▶ [Goal]:
In the speech below, which words does the speaker say make up the topic of the gathering? List each one.

▶ [Page]:
= = = = = = =

Friday, November 22, 2013

Food for thought.

 
Managerial Insights

"Sine ira et studio" (Without fear or pretentiousness) - Tacitus

Speech at the 2013 PRME Summit

(under the auspices of the United Nations)

Delivered on September 25, 2013 in Bled, Slovenia

Ichak Adizes 2012
 

I have come to celebrate CEEMAN's 20th Anniversary and applaud and acknowledge Danica Purg's leadership. I have known Danica for 40 years. I met her in Dubrovnik, at a conference on self-management ,and I immediately realized that she was a live wire. She has developed something that is absolutely amazing. I am proud to be her friend, and I am always available if I can help as I think that she is doing a fantastic job.

 

CEEMAN's celebration is tomorrow. Unfortunately, I cannot attend it as I have to leave for another event. But never the less, today, let me share my thoughts on developing future leaders, the topic of this gathering.

 

We have three words in our topic: "developing", "future", and "leaders." Let me first talk about the future and then about what it means to be a leader in the future. Finally, I will address the issue of leadership development.

 

I have been in the field of change management for 40 years, and I have come to a very sad conclusion. You should not try to predict the future. Although there are 20 Nobel Prize winners in economics in the United States, none of them managed to predict the economic crisis from which we are emerging just now. Who would have believed that the Lehman Brothers would go broke? Who would have believed that if the US government had not helped the country's banks they would have all gone bankrupt? This would have resulted in a total economic disaster across the world.

 

Remember how arrogant General Motors used to be, saying that what is good for General Motors is good for America. That company would have also gone down the drain without the support of the US government. Nobody predicted that.

 

Why are we unable to predict the future? Because the world has become extremely complex. It is not atomistic anymore. Its different parts are all interconnected and overlapping. Technology advances have sizable social repercussions, which in turn have political and economic repercussions. It is one big bouillabaisse.

 

Is it not strange that nobody went to prison for the financial crisis? Do you know why? Because nobody can find who is the culprit. Even the government did not know what to do. They were changing their policies every 24 hours.

 

"Let us do this!", "No, wait; let us do that", "No, no; that is not a good idea. Let us do something else." Why was that? Because they did not know what to do.

 

Even the Federal Reserve admitted that the crisis was unpredictable. We are becoming increasingly confused. Do we really know what is going on? And because of accelerated change we are becoming older at a younger age. Some people are old at the age of 40. They are considered too old to be given a job. They are too old for the new technologies that are in vogue at that time.  I am ready to bet that the age at which people are considered old is going to fall even further. In some fields, like rock music, you are too old at 23. What are we supposed to do?

= = = = = = =

▶ [Material provided]:
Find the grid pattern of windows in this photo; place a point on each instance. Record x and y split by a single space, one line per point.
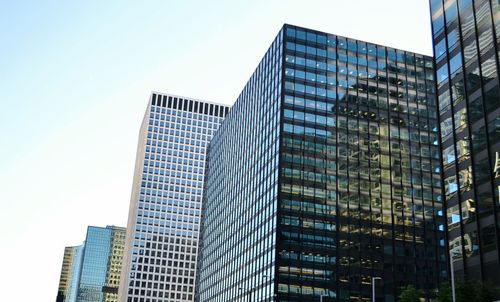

= = = = = = =

▶ [Solution below]:
"developing", "future", "leaders"